*** SUPPLIED DATA ***

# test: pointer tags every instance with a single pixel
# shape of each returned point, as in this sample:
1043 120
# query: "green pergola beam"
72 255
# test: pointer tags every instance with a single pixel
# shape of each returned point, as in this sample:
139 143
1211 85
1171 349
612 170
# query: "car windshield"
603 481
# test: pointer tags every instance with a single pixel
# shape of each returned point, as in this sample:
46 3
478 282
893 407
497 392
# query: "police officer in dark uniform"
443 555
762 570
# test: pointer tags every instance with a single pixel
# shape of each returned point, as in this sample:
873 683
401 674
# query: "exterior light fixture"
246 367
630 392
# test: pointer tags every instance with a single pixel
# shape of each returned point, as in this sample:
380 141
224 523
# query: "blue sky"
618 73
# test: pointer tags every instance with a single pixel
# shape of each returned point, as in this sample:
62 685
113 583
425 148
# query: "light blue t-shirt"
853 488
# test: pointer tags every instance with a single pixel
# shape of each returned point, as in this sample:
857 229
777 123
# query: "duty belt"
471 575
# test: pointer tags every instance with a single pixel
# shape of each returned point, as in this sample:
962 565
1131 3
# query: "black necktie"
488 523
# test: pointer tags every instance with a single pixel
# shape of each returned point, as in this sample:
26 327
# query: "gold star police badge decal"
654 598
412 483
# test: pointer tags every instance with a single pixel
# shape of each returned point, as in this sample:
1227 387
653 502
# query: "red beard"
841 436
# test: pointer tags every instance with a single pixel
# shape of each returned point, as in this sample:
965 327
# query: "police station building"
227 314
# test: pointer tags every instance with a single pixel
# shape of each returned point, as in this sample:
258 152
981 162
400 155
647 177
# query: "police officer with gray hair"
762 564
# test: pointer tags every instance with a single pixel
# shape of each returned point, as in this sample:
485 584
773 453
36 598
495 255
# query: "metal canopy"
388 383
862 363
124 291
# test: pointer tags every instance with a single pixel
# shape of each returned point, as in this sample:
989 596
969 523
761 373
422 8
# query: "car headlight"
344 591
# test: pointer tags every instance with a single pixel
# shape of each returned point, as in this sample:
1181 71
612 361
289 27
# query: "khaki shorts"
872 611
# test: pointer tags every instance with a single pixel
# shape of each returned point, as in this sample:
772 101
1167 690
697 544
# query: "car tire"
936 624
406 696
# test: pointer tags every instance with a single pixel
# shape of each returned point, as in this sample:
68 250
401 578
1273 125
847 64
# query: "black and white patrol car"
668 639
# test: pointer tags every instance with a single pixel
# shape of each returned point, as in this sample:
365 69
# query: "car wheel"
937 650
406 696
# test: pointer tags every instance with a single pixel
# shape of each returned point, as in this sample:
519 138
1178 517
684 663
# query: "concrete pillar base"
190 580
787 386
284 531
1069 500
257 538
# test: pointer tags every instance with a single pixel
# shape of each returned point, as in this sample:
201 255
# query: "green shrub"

***

## TASK BRIEF
Return all of the data precisely as it appears.

## THE REPLY
# test: pointer tags every instance with a single pixel
# shape of each returned point, as in this sample:
1043 120
# query: "green pergola beam"
72 255
# test: pointer tags every instance with a single pixel
# shape of each returned point, as in this sample:
139 143
1211 85
1171 349
612 170
# query: "car windshield"
603 481
# test: pointer tags every instance with a single pixel
# shape of each returned point, as in this sample:
46 3
478 282
893 407
497 392
# query: "police officer in dark uniform"
443 555
762 570
# test: pointer tags every instance with a single pixel
# shape of each returned point, as in this sample:
873 683
401 674
# query: "exterior light fixture"
246 367
630 392
# test: pointer tags every instance with a single pixel
# shape of each returned point, as in this sample:
380 141
224 523
# query: "blue sky"
618 73
# test: pointer tags every instance with a single pixel
# shape of each returned point, as in this sample:
62 685
113 583
425 148
# query: "light blue t-shirt"
853 488
# test: pointer tags every instance with a single pixel
# shape of each returned point, as in this sample:
857 229
777 123
# query: "duty belt"
471 575
# test: pointer tags every instance with a single pixel
# shape of each returned point, as in this sample:
962 565
1131 3
# query: "black necktie"
488 523
# test: pointer tags every instance with a single pixel
# shape of each returned point, as in this sample:
26 327
# query: "gold star police badge decal"
654 598
412 483
# test: pointer tags every instance with a single pixel
# shape of each returned point, as in this sample:
1227 387
653 502
# query: "red beard"
841 436
# test: pointer tags every instance with a single pixel
# shape of each returned point, as in this sample:
965 327
# query: "police station building"
227 314
# test: pointer tags every instance with a single pixel
# shape of each returned point, as in this sample:
258 152
981 162
400 155
647 177
# query: "police officer with gray hair"
762 564
# test: pointer tags every instance with a single pixel
# shape of each returned point, as in this sample:
485 584
773 453
36 598
495 255
# query: "metal canopy"
388 383
862 363
124 291
# test: pointer tags every instance with a single pixel
# shape of each returned point, as in this sample:
989 596
969 523
761 373
422 8
# query: "car headlight"
344 591
# test: pointer tags every instance with a single pixel
# shape of each returned point, as in this sample:
1181 71
612 361
289 27
# query: "khaki shorts"
872 611
# test: pointer tags every instance with a single pixel
# shape of each returned point, as in this sample:
772 101
1167 690
697 544
# query: "car tire"
936 624
406 696
# test: pointer tags every instance with a single pixel
# shape of each returned point, as in this sample:
68 250
401 578
1273 125
847 64
# query: "black and white patrol car"
668 639
# test: pointer tags every instance with a single pixel
# shape of each returned point, as in this sample:
365 69
# query: "car wheel"
937 650
406 696
# test: pointer tags every instance with a single pixel
# shape of each returned point, as in this sample:
519 138
1178 517
684 663
# query: "concrete pillar base"
190 580
787 386
284 531
1069 500
257 538
# test: pointer tags every instance with a single pixel
# shape of each returned point, as in this sample:
201 255
# query: "green shrub"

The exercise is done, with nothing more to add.